(Beginning of Page excerpt)
Thursday rolled around, and I got caught on the OB floor with a family whose baby passed away. I needed time and patience to be with them while they grieved and worked through their options for the color of blanket, design on the outfit, and who they wanted to be present for delivery and afterward. In the hours after the baby’s death, making decisions was critical to their well-being in the moment and for the rest of their lives. Providing ways to make memories helped alleviate some regret and couldn’t be accomplished quickly. I was sweating bullets because I was not able to get to the time clock in time to punch out until two hours after my allotted time was up for the week.
I went home that night with a crushed spirit. In spite of my best efforts to scramble and get the job done—and done well—in the given time frame, I had failed.
On Friday I was dreading a call from my boss telling me I had blown it one too many times. I didn’t feel as if the hospital directors or the managers who reported to them cared about the reasons I was over my allotted time. All that mattered was the fact that I was. It didn’t matter that I had tried.
I was in such despair. My gut was aching and spasming. I couldn’t eat and couldn’t sleep.
The call from work I was praying for didn’t come. I wanted someone to tell me I had been forgiven for the hours I was over or to tell me I had blown it for the last time. I had no resolution on either front. The pressure valve was firmly in place, no leaks allowed.
On Saturday I tried to put one foot in front of the other and attempted to homeschool my younger kids. My nine-year-old sat back in her chair with her arms folded defiantly across her chest and huffed, “I don’t know why you’re even bothering to try and teach us. It’s not like we’re learning anything.” This was not a new criticism. Good grief, I had been a mother for twenty-one years and endured many a look or comment about my being the world’s worst mom. But that day it was the last straw—a light straw to be sure, but the camel’s back was already breaking.
Late that afternoon, Mark and I had an argument over an extended family dinner that I did not want to attend. I felt my health issues were considered an undue burden to them,
and I had been told I wasn’t carrying my end of the load and Mark was doing more than his fair share. A few of his family members had expressed irritation over my weaknesses and the ongoing drama of my being in and out of the hospital.
I didn’t just have burdens; I was a burden.
(End of Page excerpt)
(Beginning of Dataset extract)
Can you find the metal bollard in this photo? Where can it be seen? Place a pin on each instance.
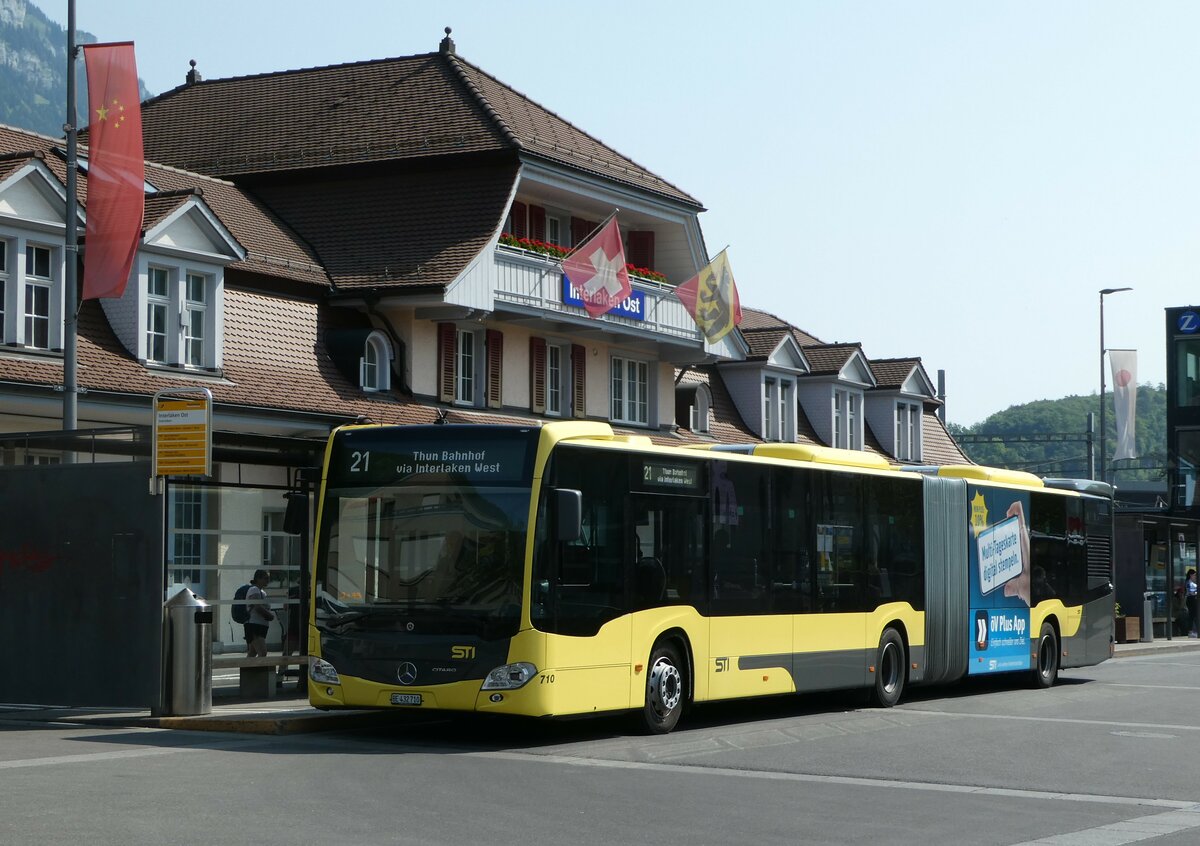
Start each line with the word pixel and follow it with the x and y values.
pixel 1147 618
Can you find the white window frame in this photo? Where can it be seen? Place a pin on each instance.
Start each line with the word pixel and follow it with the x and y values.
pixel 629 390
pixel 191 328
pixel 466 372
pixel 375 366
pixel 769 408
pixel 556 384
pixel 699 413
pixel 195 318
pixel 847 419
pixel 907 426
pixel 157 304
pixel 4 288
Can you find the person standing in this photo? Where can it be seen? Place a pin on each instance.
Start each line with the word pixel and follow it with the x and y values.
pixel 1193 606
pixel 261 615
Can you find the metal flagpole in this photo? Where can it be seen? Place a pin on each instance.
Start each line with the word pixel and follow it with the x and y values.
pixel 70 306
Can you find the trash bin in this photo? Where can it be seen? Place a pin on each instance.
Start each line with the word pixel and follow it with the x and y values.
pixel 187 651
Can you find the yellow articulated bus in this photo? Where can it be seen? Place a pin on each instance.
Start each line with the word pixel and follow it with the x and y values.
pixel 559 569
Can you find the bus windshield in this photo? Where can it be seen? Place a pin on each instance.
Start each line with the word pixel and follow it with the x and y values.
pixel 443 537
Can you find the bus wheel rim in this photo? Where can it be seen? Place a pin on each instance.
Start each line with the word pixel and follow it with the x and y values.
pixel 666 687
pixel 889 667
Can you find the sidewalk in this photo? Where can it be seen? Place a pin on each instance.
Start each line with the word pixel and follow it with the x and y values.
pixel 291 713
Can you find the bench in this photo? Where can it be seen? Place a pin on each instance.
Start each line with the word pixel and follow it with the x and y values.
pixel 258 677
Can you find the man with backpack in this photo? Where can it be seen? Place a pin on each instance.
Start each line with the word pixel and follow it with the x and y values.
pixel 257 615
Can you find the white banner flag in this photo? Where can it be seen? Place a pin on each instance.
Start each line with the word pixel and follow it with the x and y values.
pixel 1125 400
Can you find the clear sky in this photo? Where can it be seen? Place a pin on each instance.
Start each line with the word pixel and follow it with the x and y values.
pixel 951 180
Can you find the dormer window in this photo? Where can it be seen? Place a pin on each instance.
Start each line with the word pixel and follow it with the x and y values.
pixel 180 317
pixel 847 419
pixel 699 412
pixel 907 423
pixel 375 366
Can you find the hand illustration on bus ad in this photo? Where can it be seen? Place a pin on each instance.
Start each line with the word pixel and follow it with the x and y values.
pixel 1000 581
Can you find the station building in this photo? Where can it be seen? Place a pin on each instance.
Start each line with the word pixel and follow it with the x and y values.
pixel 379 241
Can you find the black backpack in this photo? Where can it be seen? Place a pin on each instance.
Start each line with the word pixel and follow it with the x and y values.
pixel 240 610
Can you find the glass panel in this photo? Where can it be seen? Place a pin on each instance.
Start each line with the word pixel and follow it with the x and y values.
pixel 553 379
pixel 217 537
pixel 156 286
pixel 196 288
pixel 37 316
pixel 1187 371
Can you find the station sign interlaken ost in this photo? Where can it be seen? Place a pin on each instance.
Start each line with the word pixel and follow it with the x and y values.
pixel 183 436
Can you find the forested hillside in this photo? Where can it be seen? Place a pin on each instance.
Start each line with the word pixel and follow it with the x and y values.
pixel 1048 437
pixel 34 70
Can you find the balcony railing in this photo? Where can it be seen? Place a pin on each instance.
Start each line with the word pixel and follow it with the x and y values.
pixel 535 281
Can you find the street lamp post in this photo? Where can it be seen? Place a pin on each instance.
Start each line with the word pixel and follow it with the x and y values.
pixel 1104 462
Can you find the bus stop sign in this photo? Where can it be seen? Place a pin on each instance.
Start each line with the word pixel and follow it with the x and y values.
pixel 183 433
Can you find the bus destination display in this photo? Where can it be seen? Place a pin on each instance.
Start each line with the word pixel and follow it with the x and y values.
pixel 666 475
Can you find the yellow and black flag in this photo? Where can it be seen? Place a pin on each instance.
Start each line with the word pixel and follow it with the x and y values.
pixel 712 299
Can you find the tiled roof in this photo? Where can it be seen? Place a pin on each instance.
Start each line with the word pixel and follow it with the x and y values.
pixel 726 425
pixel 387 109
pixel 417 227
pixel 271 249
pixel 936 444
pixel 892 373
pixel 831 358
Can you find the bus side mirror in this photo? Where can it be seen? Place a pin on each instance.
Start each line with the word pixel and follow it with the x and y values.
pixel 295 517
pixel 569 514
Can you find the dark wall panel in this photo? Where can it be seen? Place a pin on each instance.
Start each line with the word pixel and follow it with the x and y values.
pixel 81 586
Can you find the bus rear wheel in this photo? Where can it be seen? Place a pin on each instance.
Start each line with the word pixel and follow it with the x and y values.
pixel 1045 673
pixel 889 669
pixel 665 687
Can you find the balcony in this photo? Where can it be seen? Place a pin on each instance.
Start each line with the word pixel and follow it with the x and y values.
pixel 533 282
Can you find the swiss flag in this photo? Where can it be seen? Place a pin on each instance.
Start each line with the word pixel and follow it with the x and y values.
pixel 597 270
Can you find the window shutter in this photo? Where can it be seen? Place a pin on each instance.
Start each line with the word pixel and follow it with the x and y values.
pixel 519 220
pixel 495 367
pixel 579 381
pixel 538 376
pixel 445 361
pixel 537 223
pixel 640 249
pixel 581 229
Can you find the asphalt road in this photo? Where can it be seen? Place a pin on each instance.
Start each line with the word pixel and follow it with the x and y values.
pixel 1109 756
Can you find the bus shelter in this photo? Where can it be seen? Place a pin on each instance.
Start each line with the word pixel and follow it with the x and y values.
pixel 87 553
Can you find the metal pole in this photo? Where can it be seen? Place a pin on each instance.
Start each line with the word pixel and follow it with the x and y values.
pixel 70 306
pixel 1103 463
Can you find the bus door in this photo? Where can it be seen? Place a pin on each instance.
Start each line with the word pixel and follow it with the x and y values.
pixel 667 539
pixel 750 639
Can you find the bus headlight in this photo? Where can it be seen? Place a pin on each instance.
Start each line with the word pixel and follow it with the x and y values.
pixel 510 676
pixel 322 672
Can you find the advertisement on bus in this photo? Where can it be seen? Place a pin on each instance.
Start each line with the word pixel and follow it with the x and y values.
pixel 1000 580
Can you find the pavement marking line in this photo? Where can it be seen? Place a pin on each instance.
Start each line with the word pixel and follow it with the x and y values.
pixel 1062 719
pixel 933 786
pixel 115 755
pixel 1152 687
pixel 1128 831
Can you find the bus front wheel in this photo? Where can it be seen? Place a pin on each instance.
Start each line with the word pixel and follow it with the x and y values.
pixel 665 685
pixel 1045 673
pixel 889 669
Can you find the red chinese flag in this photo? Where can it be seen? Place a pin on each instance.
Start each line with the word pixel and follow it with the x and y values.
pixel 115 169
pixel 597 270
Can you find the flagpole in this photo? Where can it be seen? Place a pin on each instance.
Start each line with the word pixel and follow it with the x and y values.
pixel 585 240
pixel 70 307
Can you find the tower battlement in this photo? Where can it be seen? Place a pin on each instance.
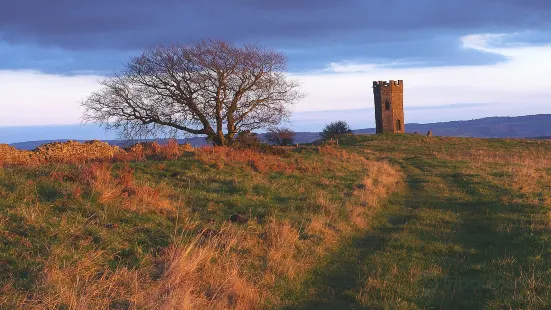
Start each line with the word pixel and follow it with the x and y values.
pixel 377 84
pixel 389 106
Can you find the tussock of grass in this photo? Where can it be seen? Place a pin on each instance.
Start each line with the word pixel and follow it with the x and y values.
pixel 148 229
(End of Dataset extract)
(Beginning of Dataset extract)
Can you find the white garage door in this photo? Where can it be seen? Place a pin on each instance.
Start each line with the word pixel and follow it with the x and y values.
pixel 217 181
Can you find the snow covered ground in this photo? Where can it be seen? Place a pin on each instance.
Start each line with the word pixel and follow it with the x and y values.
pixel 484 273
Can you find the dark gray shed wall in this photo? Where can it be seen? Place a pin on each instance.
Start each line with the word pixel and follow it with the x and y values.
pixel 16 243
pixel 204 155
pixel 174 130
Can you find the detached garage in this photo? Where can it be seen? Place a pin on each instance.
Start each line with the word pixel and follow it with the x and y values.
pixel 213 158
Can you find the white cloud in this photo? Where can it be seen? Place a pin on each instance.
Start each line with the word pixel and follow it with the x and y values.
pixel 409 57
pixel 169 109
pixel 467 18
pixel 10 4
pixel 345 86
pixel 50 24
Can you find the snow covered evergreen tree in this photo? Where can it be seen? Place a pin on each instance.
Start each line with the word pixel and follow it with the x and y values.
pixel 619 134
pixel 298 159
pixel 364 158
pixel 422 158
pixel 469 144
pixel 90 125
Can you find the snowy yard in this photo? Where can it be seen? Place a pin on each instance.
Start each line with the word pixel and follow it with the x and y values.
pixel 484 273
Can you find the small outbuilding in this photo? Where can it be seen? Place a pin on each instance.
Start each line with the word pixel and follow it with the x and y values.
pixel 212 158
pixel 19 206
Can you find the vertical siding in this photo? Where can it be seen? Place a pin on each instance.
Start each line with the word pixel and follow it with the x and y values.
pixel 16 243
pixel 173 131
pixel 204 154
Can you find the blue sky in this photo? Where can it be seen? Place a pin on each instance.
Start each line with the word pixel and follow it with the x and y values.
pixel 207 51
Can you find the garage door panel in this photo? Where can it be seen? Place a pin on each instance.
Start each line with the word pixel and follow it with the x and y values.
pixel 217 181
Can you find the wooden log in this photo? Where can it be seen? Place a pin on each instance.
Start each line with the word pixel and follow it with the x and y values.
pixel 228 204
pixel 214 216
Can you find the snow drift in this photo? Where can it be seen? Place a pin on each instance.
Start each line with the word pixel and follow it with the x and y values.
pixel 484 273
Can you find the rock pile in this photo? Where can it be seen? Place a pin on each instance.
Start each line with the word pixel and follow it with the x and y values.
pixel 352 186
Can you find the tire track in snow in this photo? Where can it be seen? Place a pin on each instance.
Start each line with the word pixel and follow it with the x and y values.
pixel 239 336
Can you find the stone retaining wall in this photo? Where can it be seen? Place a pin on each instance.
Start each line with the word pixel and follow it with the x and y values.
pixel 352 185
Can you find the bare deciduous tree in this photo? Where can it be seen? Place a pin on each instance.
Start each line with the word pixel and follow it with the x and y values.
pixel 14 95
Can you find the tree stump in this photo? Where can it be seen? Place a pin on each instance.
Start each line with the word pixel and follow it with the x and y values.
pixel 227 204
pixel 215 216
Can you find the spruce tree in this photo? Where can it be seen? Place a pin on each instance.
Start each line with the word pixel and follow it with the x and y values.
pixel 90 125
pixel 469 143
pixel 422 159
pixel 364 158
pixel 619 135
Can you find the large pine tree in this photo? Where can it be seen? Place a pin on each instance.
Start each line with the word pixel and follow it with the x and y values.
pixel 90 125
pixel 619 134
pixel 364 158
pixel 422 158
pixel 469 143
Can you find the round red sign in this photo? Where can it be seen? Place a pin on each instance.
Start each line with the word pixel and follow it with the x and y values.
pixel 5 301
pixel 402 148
(End of Dataset extract)
Using the information:
**A)** Copy the memoir excerpt between "On Friday I" and "I had tried.", inclusive.
**B)** Write what comes next in the memoir excerpt, picking up after its final sentence.

Responses to the tasks:
**A)**
On Friday I was dreading a call from my boss telling me I had blown it one too many times. I didn’t feel as if the hospital directors or the managers who reported to them cared about the reasons I was over my allotted time. All that mattered was the fact that I was. It didn’t matter that I had tried.

**B)**
Mark didn’t know how fragile I felt or how inaccurate I was when evaluating my ability to contribute or be productive. I was in pain, and even worse, I believed I was a pain. The certainty that life would never be different loomed over my soul and made me desperate.
On the spur of the moment that evening, I decided to get in the car and drive. I went west. About sixty miles from home I pulled off into a truck stop parking lot.
I sighed as I turned off the engine. I was going to sleep, and I was going to wake up in heaven.
I reached in my purse and found the bottle of Ambien. I fiddled with the cap and spilled out a handful. Just before I swallowed them, I wept, and the little girl inside of me said, Jesus, please don’t be mad at me.
God was not done with me yet even if I had decided I was.
I woke up several hours after I had swallowed about thirty of the sleeping pills. The front of my coat, in addition to the car seat and door, was covered in vomit. I didn’t slip away and go to heaven in my sleep. Instead, I had only made things worse.
I was still too drugged to drive but not fully conscious enough to realize it. Only God knows how I did it, my fingers fumbling about, but I managed to completely wipe everything out on my phone except for my home phone number. I called Mark and managed to tell him what I had done, but I couldn’t process what he was telling me.
I drove down the road while talking on the cell phone. My vision was impaired to the extent that all was blackness when I tried to focus my eyes on the road ahead. But I had a little peripheral vision and was able to see a road sign off the passenger’s side of the car. I told Mark what the sign said.